• [SUPPLIED TEXT]

A Literate Environment
High School Standard Global Issues Classroom
Classroom Drawing
Classroom Perspective
Packet for Genocide
Narrative
Narrative
On Wednesday, April 9, 2014, I observed the Global Issues and Sociology classroom of Ms. B., a social studies teacher at St. Charles North High School (STNHS). STNHS is a suburban school that is part of Community Unit School District 303 in St. Charles, Illinois with a predominantly white student population. A normal school day for students includes eight periods that are 47 minutes long, with class beginning at 7:20 am. I observed two, standard classes of freshman Global Issues, two classes of junior/senior Sociology, and one class of Honors Global Issues. The Wednesday I observed was a late start day, so class periods were 40 minutes long, rather than 47 minutes.

• [SHORT PROBLEM 1] Update the classroom observation text from "A Literate Environment" to "than 47 minutes.", putting "Thursday" in place of "Wednesday".

• [RECORDS SUPPLIED]
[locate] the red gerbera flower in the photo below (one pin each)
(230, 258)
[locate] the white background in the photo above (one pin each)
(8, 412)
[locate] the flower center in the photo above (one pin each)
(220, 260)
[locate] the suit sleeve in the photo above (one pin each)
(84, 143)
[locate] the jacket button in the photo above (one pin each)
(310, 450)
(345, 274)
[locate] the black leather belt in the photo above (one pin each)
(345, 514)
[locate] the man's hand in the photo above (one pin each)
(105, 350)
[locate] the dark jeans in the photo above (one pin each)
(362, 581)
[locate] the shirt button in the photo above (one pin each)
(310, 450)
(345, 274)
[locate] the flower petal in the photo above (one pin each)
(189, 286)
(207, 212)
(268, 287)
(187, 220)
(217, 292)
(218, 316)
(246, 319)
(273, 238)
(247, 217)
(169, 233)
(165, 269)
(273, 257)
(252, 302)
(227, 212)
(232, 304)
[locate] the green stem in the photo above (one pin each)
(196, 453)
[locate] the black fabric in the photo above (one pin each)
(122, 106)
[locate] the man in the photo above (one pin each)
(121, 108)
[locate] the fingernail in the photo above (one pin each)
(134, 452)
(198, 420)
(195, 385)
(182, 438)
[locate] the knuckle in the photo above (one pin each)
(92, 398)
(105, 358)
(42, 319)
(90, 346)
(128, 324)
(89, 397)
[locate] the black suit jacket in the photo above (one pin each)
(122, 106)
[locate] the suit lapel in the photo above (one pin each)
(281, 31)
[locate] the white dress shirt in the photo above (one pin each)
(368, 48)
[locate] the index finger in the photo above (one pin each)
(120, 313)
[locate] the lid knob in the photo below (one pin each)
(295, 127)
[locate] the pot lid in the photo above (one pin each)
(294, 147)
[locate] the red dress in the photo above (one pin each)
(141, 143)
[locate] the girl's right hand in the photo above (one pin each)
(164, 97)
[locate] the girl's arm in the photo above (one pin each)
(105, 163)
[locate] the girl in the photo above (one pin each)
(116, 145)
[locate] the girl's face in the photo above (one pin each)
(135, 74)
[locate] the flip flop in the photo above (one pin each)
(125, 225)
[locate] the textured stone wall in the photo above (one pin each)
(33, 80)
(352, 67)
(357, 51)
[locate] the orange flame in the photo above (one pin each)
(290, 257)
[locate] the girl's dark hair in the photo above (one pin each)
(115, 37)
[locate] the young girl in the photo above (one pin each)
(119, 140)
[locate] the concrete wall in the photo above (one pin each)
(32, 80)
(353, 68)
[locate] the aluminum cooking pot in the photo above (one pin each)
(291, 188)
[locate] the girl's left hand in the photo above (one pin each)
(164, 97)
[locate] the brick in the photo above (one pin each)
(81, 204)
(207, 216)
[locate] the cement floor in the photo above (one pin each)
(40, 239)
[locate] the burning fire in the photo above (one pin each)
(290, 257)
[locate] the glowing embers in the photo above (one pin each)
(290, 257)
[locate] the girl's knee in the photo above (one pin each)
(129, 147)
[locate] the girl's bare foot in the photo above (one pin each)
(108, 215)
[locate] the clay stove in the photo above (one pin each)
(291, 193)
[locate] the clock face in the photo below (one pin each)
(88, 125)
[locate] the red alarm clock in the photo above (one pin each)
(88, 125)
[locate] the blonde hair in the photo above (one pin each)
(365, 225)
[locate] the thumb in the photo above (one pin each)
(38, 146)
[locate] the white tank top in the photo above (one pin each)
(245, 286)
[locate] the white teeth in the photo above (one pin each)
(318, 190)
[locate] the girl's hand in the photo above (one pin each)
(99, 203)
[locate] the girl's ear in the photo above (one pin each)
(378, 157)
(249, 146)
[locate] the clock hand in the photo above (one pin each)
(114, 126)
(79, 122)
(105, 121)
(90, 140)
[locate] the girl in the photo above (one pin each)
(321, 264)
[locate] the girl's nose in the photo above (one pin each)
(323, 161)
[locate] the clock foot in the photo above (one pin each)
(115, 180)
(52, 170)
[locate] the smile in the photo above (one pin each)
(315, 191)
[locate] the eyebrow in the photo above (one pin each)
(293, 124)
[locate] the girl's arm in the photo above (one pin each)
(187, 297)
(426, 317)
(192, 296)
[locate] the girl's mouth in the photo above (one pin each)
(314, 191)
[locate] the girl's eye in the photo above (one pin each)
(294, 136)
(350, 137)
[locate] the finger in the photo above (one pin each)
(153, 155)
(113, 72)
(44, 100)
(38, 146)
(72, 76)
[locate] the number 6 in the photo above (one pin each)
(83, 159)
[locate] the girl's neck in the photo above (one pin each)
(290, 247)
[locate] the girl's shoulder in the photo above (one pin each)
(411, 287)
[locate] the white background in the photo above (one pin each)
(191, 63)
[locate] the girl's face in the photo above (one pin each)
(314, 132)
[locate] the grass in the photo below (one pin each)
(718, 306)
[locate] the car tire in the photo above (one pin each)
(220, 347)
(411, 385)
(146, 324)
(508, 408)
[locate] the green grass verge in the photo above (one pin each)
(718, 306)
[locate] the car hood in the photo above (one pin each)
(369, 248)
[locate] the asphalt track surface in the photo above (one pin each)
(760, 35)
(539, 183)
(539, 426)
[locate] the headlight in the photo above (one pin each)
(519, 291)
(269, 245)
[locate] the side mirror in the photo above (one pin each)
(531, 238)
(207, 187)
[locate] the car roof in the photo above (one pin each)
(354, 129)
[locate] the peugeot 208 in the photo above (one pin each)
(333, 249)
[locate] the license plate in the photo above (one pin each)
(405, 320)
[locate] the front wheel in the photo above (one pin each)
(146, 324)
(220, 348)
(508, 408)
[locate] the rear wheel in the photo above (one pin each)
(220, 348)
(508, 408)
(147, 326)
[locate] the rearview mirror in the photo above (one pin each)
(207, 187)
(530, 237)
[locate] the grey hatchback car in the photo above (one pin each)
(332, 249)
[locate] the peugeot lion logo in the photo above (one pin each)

• [SHORT PROBLEM 2] Report every line of the records that contains the string "flower", copying each one in full. Case counts.

• [WORKED ANSWER 1]
A Literate Environment
High School Standard Global Issues Classroom
Classroom Drawing
Classroom Perspective
Packet for Genocide
Narrative
Narrative
On Thursday, April 9, 2014, I observed the Global Issues and Sociology classroom of Ms. B., a social studies teacher at St. Charles North High School (STNHS). STNHS is a suburban school that is part of Community Unit School District 303 in St. Charles, Illinois with a predominantly white student population. A normal school day for students includes eight periods that are 47 minutes long, with class beginning at 7:20 am. I observed two, standard classes of freshman Global Issues, two classes of junior/senior Sociology, and one class of Honors Global Issues. The Thursday I observed was a late start day, so class periods were 40 minutes long, rather than 47 minutes.

• [WORKED ANSWER 2]
[locate] the red gerbera flower in the photo below (one pin each)
[locate] the flower center in the photo above (one pin each)
[locate] the flower petal in the photo above (one pin each)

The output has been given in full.